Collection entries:

* * * * *

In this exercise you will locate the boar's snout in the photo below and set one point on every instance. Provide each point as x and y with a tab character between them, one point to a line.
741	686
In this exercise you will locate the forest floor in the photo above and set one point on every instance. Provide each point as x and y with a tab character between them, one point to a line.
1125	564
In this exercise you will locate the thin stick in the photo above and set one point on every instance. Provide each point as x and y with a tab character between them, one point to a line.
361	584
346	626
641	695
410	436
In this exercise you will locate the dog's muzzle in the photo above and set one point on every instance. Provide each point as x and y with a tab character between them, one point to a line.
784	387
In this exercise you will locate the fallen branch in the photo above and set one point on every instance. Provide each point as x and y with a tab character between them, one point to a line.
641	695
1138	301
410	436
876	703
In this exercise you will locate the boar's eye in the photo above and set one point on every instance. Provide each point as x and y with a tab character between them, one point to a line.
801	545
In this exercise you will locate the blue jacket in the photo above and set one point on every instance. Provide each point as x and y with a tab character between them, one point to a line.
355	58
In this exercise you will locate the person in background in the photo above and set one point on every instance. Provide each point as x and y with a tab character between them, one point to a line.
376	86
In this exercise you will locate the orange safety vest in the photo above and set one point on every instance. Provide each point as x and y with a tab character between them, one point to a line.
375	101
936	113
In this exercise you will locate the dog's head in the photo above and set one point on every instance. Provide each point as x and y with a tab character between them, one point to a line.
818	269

* * * * *

In this exercise, you retype all of the data exactly as it appears above.

In this exercise you will locate the boar's snout in the photo below and set one point on every instance. Provide each point as x and y with a tab character between them, one point to a line.
741	686
In this exercise you will locate the forest floor in the photo above and set one point on every instance. Provide each point as x and y with a tab character between them, one point to a line.
1125	564
In this exercise you will locate the thin stick in the photo above and set one point on every instance. Provide each point as x and y with a tab character between them, one point to a line.
361	584
346	626
641	695
410	436
In this exercise you will locate the dog's muzzle in the photo above and set one point on every instance. Provide each point as x and y with a tab character between them, one point to a line.
784	387
In this exercise you will locate the fallen branch in the photo above and set one point on every instance. Provide each point as x and y with a tab character between them, one point to a line.
641	695
1138	301
410	436
876	703
In this exercise you will locate the boar's eye in the photo above and set one point on every instance. Provide each point as x and y with a tab character between them, one point to a line.
801	545
In this exercise you will locate the blue jacket in the photo above and set one point on every instance. Provide each point as x and y with a tab character between them, one point to a line.
355	58
In this exercise you will locate the person in background in the photo above and set one point on every instance. Provide each point as x and y with a tab character between them, one point to a line.
376	86
In this exercise you will locate the orange safety vest in the photo above and set one point on every instance. Provide each point as x and y with a tab character between them, one point to a line.
375	101
936	113
In this exercise you will locate the dog's head in the photo above and set one point on every instance. Provide each point as x and y with a tab character between them, one point to a line.
818	269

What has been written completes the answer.